[Records contained in a dataset]
-*-
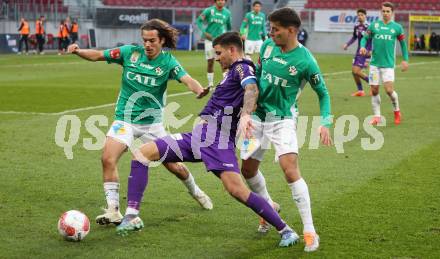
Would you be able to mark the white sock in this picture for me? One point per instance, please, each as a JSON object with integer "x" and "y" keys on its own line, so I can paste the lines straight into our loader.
{"x": 375, "y": 102}
{"x": 257, "y": 184}
{"x": 300, "y": 193}
{"x": 210, "y": 79}
{"x": 131, "y": 211}
{"x": 191, "y": 185}
{"x": 111, "y": 190}
{"x": 395, "y": 100}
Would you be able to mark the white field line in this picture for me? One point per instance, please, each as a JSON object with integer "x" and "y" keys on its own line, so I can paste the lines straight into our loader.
{"x": 41, "y": 64}
{"x": 171, "y": 95}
-*-
**EXERCISE AIM**:
Copy every entry word for word, but omit the pictures.

**RESULT OF THE EXERCISE**:
Would you be able to mark the white sock in this picture for me? One point per instance, please, each as a JSON object with integer "x" and "y" keys on its own line, so I can paste the lines straight into our loader.
{"x": 375, "y": 102}
{"x": 257, "y": 184}
{"x": 300, "y": 193}
{"x": 210, "y": 79}
{"x": 131, "y": 211}
{"x": 191, "y": 185}
{"x": 111, "y": 190}
{"x": 395, "y": 100}
Would you be able to mark the white field line in this picture for me? One point per instance, please, each as a JSON object with integer "x" and "y" keys on its own line, so I can paste the lines straight into our loader.
{"x": 41, "y": 64}
{"x": 171, "y": 95}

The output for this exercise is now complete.